WHAT IS REQUIRED =
Transcribe the passage on Ecotopia from "What struck me" up to and including "yet in vogue.)".

One of the classic underground novels of the 1970s is, at its core, a liberal, tree-hugging manifesto titled Ecotopia written by Ernest Callenbach. In it, it’s the year 1999 and Northern California, Oregon and Washington have seceded from the United States to form a more green union.

What struck me about the book—which I rediscovered at a friend’s house during my summertime travels—is that it’s really what would happen if the spirit of the values-based world in which we work would ever hit that tipping point and the entire society lived a sustainable lifestyle. (In the book, “stable-state” is the word used by Ecotopians to approximate “sustainability” today, and the agricultural systems implemented in Ecotopia are exactly organic, though that word was not yet in vogue.)

More to the point, it struck me that much of what is described in Ecotopia is either already happening or is not beyond the realm of our current technology. Things like magnetic-levitation trains, or universal recycling, or an abhorrence of factory farming, or a desire to factor in all of the costs of industry like disposal and health effects of emissions.

Collection entries:

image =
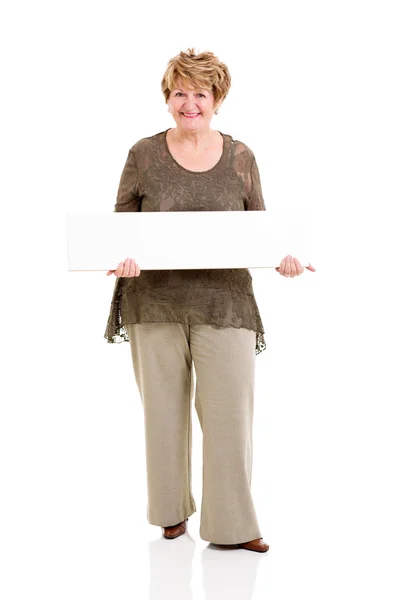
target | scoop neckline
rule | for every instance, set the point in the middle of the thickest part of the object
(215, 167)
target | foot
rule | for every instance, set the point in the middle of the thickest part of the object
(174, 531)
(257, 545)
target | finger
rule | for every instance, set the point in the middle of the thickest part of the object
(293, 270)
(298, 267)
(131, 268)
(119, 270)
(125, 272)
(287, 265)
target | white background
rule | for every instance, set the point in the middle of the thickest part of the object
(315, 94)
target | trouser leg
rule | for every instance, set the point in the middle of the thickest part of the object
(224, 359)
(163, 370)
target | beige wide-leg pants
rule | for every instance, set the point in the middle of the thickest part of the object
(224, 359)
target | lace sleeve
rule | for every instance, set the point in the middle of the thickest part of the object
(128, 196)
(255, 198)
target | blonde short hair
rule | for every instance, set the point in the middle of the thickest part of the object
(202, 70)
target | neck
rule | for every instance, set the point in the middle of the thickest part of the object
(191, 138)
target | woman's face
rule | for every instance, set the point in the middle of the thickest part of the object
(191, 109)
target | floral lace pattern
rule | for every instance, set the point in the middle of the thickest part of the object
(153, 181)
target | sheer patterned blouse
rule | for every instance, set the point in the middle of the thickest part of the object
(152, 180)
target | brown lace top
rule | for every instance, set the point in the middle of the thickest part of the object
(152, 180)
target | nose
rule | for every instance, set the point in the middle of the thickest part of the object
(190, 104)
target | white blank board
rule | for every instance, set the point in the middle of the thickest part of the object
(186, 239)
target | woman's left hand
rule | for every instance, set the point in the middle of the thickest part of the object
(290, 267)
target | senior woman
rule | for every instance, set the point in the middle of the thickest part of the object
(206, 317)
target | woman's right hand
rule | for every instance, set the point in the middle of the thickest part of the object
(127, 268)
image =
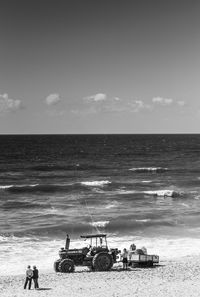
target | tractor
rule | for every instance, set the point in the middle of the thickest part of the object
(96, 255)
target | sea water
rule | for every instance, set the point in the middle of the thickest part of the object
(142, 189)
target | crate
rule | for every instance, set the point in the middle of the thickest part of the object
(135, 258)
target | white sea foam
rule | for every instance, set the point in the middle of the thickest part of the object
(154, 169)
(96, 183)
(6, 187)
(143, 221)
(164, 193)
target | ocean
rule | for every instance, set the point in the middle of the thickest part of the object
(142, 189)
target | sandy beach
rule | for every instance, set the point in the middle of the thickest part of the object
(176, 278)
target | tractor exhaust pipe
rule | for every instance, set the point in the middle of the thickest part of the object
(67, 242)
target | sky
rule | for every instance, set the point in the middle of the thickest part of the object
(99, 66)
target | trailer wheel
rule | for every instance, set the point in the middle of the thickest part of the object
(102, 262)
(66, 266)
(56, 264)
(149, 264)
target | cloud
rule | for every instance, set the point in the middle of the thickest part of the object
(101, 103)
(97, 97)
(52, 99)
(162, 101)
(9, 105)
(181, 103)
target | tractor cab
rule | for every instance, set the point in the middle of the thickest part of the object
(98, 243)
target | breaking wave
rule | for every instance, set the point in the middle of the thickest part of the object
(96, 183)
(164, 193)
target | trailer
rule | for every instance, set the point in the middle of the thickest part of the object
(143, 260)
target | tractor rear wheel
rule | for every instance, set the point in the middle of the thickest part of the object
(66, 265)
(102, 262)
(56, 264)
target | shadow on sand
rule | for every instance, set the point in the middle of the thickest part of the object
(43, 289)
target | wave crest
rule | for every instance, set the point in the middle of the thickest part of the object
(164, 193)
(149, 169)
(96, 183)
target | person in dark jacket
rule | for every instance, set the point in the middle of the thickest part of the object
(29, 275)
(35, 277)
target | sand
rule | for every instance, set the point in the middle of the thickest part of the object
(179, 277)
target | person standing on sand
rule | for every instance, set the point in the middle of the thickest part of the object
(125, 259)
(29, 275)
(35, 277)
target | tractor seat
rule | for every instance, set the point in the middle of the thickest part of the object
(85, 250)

SOLUTION TO THE PROBLEM =
What struck me about the book—which I rediscovered at a friend’s house during my summertime travels—is that it’s really what would happen if the spirit of the values-based world in which we work would ever hit that tipping point and the entire society lived a sustainable lifestyle. (In the book, “stable-state” is the word used by Ecotopians to approximate “sustainability” today, and the agricultural systems implemented in Ecotopia are exactly organic, though that word was not yet in vogue.)